■ **WHAT IS ASKED**
Rewrite the listing below with each occurrence of "window" changed to "opening", keeping every other line and word the same.

■ **RECORDED INFORMATION**
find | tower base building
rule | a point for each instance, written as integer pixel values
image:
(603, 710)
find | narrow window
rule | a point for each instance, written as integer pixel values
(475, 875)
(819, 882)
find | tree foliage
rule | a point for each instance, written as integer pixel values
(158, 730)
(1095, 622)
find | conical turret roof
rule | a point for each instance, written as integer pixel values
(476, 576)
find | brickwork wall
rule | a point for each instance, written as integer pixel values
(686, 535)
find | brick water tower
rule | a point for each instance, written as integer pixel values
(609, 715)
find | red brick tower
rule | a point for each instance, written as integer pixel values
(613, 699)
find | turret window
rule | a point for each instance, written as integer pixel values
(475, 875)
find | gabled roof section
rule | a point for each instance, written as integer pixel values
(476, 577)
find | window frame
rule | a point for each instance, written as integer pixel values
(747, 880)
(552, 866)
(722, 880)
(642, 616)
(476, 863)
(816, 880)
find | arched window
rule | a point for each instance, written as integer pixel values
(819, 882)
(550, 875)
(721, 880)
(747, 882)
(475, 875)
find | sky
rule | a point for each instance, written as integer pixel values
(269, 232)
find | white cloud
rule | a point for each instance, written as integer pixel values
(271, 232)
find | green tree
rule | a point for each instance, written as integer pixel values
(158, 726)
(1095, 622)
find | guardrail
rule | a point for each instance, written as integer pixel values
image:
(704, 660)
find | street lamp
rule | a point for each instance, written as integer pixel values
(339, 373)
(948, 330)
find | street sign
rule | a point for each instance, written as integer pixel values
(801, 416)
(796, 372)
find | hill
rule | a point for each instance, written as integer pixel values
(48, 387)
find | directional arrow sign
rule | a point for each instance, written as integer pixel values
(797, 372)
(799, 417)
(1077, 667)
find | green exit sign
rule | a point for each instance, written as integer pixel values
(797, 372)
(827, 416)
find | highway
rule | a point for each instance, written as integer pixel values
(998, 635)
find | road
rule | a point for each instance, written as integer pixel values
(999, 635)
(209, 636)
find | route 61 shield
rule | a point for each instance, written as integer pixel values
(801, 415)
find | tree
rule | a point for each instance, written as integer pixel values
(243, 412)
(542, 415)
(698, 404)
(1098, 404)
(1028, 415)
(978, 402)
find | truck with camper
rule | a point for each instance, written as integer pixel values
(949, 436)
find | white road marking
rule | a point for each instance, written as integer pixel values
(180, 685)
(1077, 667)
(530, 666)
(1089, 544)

■ **TASK ANSWER**
find | tower base building
rule | a point for each instance, written as integer pixel values
image:
(603, 710)
find | narrow opening
rule | a point for each instance, written as integer pixel values
(475, 875)
(819, 882)
find | tree foliage
rule | a point for each instance, written as integer pixel values
(158, 730)
(1095, 622)
find | conical turret roof
rule | a point for each instance, written as integer pixel values
(476, 576)
find | brickwork wall
rule | a point for each instance, written as integer pixel values
(686, 535)
find | brick water tower
rule | a point for each instance, written as integer pixel values
(609, 715)
find | red brick tower
rule | a point for each instance, written as integer pixel values
(613, 699)
find | turret opening
rule | a point for each instance, written as integer pixel values
(475, 875)
find | gabled roof section
rule | a point for each instance, written as integer pixel values
(476, 577)
find | opening frame
rule | a point for each instance, written as integer pixel values
(747, 880)
(552, 866)
(722, 880)
(642, 616)
(476, 863)
(816, 880)
find | arched opening
rule | a point for each instance, written as integer pixel values
(819, 882)
(550, 875)
(721, 880)
(747, 882)
(475, 875)
find | sky
rule | a point for each instance, written as integer pixel values
(269, 232)
find | white cloud
rule | a point for each instance, written as integer pixel values
(271, 232)
find | green tree
rule | a point for each instance, written as integer pixel values
(158, 726)
(1095, 622)
find | guardrail
rule | a point for each instance, written as integer pixel values
image:
(704, 660)
find | street lamp
rule | a point for each instance, written as integer pixel values
(339, 373)
(948, 330)
find | street sign
rule | a point for each instance, written as integer pixel values
(801, 416)
(796, 372)
find | hill
rule | a point for each instance, written as integer pixel values
(48, 387)
find | directional arrow sign
rule | a point for each instance, written as integer pixel values
(797, 372)
(799, 417)
(1077, 667)
find | green exit sign
rule | a point for each instance, written as integer pixel values
(797, 372)
(827, 416)
find | highway
rule | a point for each instance, written as integer pixel values
(998, 635)
find | road
rule | a point for each instance, written as integer pixel values
(999, 635)
(209, 636)
find | route 61 shield
rule | a point for each instance, written as integer pixel values
(801, 415)
find | tree
rule | a point for each instance, written as integer pixel values
(243, 412)
(542, 415)
(698, 404)
(1098, 404)
(1028, 415)
(978, 402)
find | truck with camper
rule | a point for each instance, written as integer pixel values
(949, 436)
find | white road marking
rule | a point for each instance, written as integer pixel values
(180, 685)
(1077, 667)
(530, 666)
(1089, 544)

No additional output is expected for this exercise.